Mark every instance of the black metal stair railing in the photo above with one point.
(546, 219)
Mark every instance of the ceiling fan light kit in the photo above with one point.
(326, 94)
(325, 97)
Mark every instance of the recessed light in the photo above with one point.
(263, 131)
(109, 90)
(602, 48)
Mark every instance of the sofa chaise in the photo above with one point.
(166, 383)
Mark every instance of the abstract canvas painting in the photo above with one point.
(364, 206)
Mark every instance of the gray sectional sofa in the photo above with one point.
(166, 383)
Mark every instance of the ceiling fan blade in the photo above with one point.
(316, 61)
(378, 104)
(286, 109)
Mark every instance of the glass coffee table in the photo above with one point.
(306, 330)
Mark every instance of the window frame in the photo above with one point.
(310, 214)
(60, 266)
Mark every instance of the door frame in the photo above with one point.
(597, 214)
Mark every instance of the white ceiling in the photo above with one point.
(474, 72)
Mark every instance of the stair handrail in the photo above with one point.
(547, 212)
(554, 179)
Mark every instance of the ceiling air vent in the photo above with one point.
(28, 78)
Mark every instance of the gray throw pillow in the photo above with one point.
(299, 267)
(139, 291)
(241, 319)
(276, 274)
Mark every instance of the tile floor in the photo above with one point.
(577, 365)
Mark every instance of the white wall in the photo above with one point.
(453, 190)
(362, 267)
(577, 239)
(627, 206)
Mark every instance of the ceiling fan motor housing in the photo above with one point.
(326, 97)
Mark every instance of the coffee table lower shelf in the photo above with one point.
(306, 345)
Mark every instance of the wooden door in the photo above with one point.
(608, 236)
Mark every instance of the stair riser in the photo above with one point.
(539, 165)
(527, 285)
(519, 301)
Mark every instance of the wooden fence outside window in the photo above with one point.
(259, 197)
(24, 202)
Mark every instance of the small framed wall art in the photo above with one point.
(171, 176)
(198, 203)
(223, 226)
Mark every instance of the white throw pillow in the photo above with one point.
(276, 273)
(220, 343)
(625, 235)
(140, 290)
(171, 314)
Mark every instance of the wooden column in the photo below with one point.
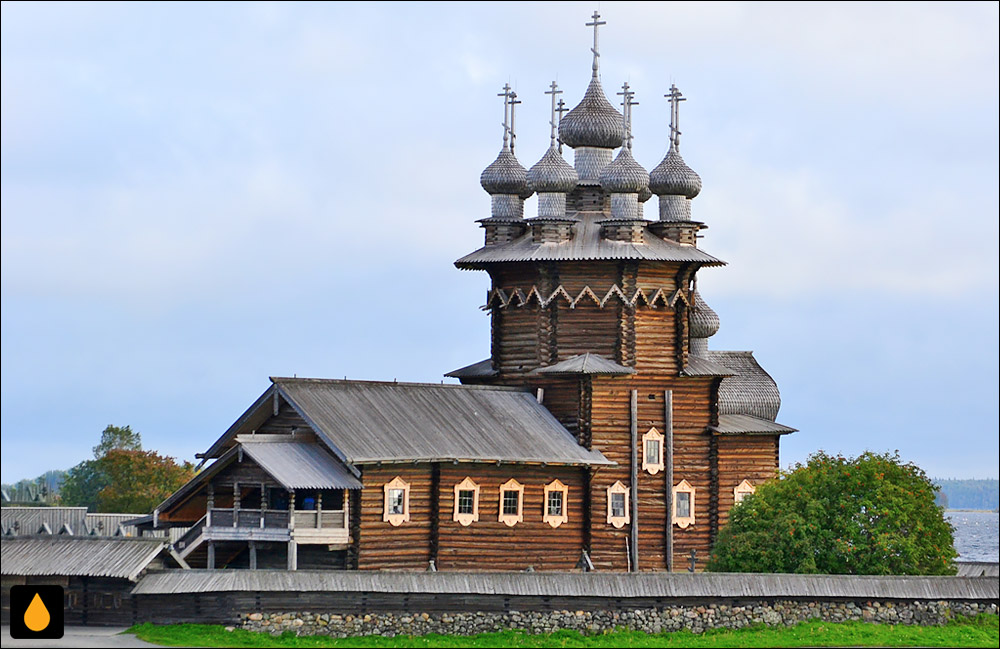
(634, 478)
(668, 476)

...

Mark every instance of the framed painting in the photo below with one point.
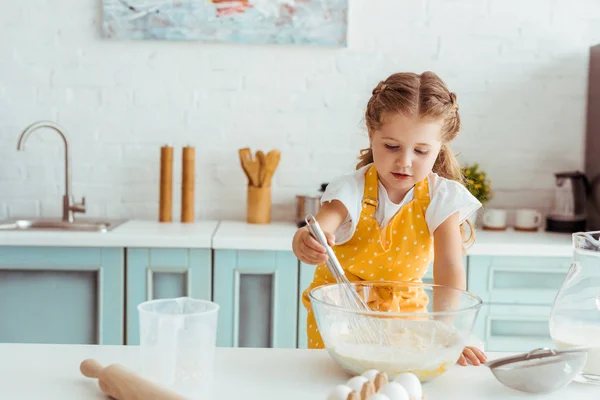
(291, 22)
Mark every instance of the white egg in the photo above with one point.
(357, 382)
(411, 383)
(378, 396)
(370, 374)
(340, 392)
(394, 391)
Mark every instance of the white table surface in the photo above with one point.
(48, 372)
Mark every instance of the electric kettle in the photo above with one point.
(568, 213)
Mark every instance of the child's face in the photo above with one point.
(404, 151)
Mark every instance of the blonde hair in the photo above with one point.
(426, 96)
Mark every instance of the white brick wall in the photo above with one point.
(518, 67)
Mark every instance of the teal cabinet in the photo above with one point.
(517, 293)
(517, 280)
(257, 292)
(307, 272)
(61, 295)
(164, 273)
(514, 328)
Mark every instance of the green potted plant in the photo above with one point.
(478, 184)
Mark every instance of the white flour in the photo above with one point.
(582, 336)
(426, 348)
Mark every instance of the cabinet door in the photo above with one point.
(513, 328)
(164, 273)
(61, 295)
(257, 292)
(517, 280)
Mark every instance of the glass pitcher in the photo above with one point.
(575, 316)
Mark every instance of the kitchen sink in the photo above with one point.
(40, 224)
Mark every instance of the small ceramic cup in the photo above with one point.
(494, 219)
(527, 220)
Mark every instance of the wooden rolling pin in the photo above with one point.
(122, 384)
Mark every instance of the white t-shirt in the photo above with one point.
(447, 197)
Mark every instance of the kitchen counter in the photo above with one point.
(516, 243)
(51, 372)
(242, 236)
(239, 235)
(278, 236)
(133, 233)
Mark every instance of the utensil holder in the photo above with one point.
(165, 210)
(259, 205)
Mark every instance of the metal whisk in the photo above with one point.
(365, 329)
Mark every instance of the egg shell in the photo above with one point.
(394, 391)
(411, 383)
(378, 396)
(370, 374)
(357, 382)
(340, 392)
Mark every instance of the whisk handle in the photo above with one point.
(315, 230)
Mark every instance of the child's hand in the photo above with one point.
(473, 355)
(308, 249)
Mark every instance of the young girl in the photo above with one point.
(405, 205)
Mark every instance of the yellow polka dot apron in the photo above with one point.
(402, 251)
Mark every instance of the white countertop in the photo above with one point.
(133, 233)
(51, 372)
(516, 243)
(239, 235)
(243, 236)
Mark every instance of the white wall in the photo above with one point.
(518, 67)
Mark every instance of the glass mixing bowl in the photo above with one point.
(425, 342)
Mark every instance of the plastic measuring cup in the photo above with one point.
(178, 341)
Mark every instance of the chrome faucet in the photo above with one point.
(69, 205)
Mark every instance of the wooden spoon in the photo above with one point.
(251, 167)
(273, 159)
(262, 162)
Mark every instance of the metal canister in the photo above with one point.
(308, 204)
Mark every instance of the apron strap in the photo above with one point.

==

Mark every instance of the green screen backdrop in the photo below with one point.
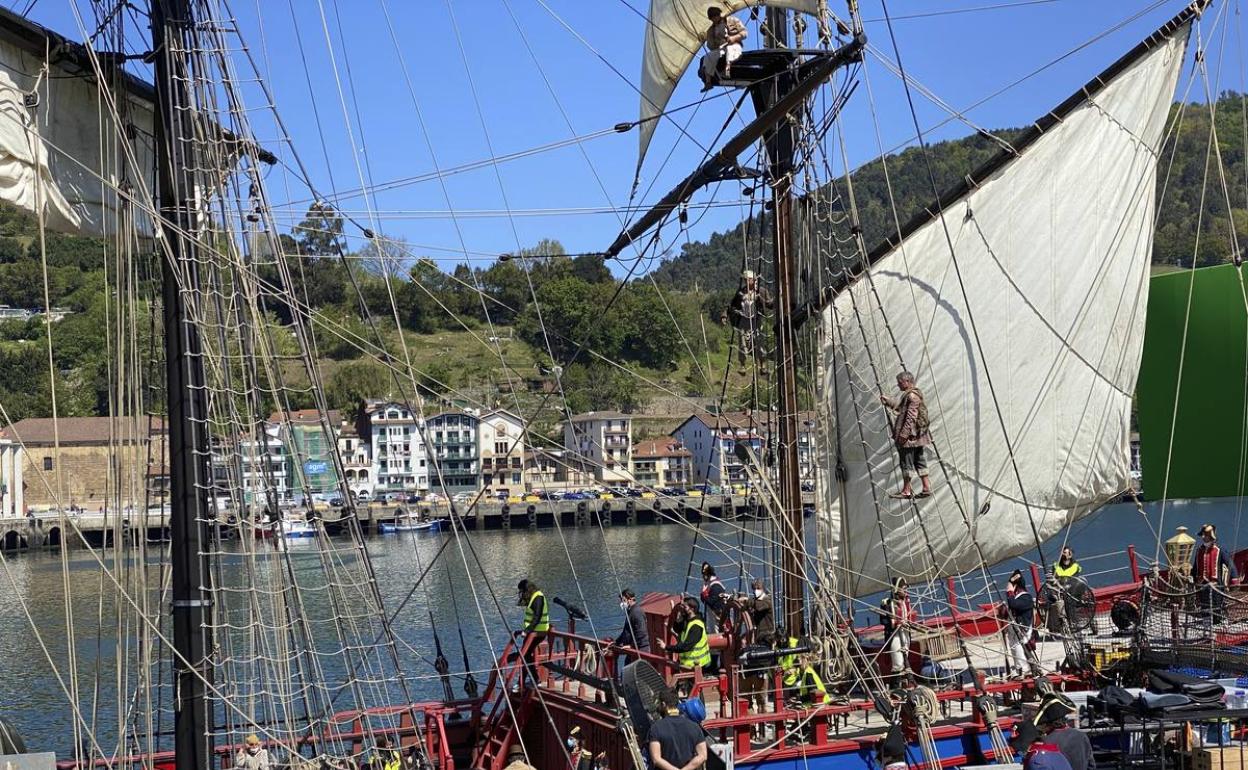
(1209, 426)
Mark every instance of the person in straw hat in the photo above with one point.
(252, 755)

[INSTRUCTIONS FOR THE TASK] Please identify every line in the listing above that contains the word "wooden" and copy each one. Case counts.

[ANSWER TO THE TASK]
Mark every instance of the wooden door in the photo above with one point.
Mark every instance of the wooden fence outside window in the photo above with one point.
Mark every instance of the wooden column in the photo below with one point.
Mark every instance of the wooden rolling pin in the photo above with one point.
Mark every instance of the wooden spoon in the photo above with one point.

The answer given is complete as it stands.